Study text:
The Tragic Recurrence of Debilitating Black Lung Disease
by Ronald White, 9/22/2014

The negative health and environmental impacts of our nation’s continued reliance on coal as a fuel source for power plants appropriately receives significant attention in the media and in public policy debates. However, the health consequences for those working in underground coal mines have received much less attention. A recent letter to the editor in a medical journal from researchers with the National Institute of Occupational Safety and Health (NIOSH) and an article in the Louisville Courier-Journal will hopefully shine a brighter light and raise the profile of this national tragedy.
For the past 40 years, NIOSH has conducted surveys and monitored trends in the prevalence of coal miners' pneumoconiosis (also known as black lung disease), including progressive massive fibrosis (PMF), the worst form of the disease. PMF is an advanced, debilitating, and lethal form of black lung with no cure and limited treatment options. NIOSH researchers note while the prevalence of this devastating disease in long-term underground miners had essentially been eliminated in the late 1990s, by 2012 it had rebounded to a level ten times higher than those 15 years earlier, to levels not seen since the early 1970s.
So what’s behind the stunning increase in this severe form of black lung disease? The NIOSH researchers note that “excessive inhalation of coal mine dust is the sole cause of PMF in working coal miners, so this increase can only be the result of overexposures and/or increased toxicity stemming from changes in dust composition.” They go on to conclude that “despite readily available dust control technology and best practices guidance, recent findings suggest dust exposures have not been adequately controlled and that a substantial portion of U.S. coal miners continue to develop PMF.”

Tasks to perform:
(1) In the black lung article, what do the NIOSH researchers name as the sole cause of PMF in working coal miners?
(2) Carry on the black lung article, starting right after its final paragraph.

Dataset extract:

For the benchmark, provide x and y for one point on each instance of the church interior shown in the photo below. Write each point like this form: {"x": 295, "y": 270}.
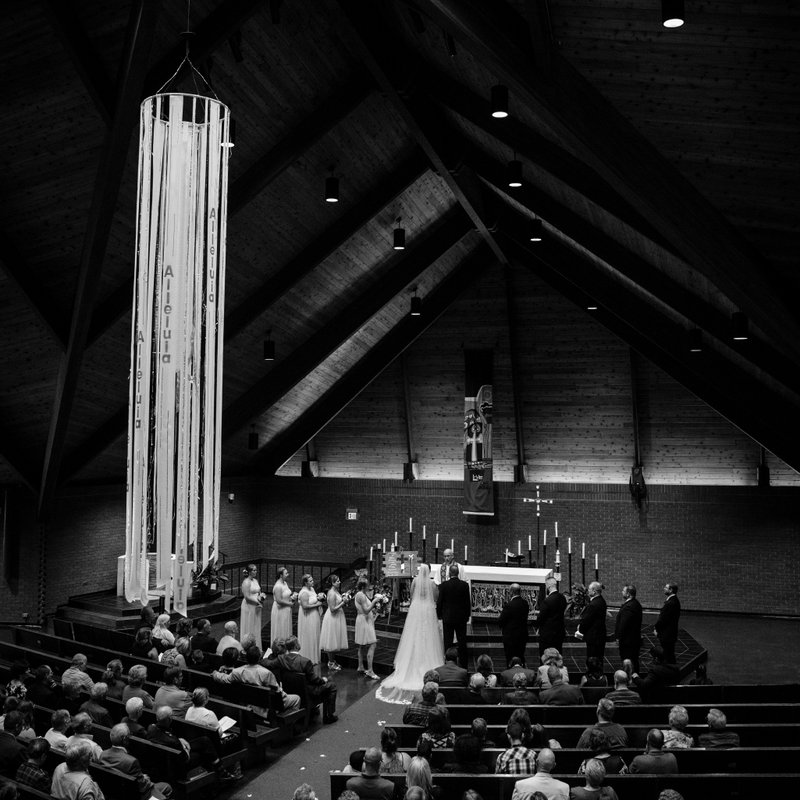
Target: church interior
{"x": 606, "y": 206}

Answers for this exercise:
(1) Excessive inhalation of coal mine dust.

(2)
Corporate malfeasance and a lack of enforcement by the Mine Safety and Health Administration (MSHA) may also be factors in the increase in PMF and other mining-related diseases. Miner health advocates suggest that mine operators are placing coal dust monitors in areas where levels are substantially lower than the much higher and illegal levels that miners are actually exposed to. This allows mining companies to report much lower mine dust levels to MSHA, resulting in a lack of MSHA enforcement.
Last April, MSHA adopted new limits on acceptable levels of coal dust exposure. The agency cut the level set more than 40 years earlier by 25 percent, from two milligrams of dust per cubic meter of air (mg/m3) to 1.5. While an improvement over the previous standard, MSHA had originally proposed a 50 percent cut in allowable exposures, which would have set the level at 1 mg/m3 – a level originally recommended by NIOSH in 1995.
What was behind the decision to adopt the less stringent exposure level? Politics. With the Obama administration already taking substantial heat from the mining industry and their proxies in Congress over proposals to limit carbon dioxide emissions from new and current power plants (limits that would significantly impact the use of coal as a fuel source), MSHA compromised on the coal dust standard. The agency's own analysis found that adopting the compromise standard would still result in as many as 197 cases of PMF and 246 cases of severe emphysema per 1,000 miners over a 45-year work period in jobs exposed to the highest coal dust levels.
MSHA’s revised coal dust exposure limit isn’t scheduled to take effect until August 2016, which means another two years in which exposures to the current unhealthy levels of coal dust will be legally acceptable. With respect to the 154 PMF cases in miners documented by NIOSH between 1998 and 2012, the authors note in their letter that “each of these cases is a tragedy and represents a failure among all those responsible for preventing this severe disease.”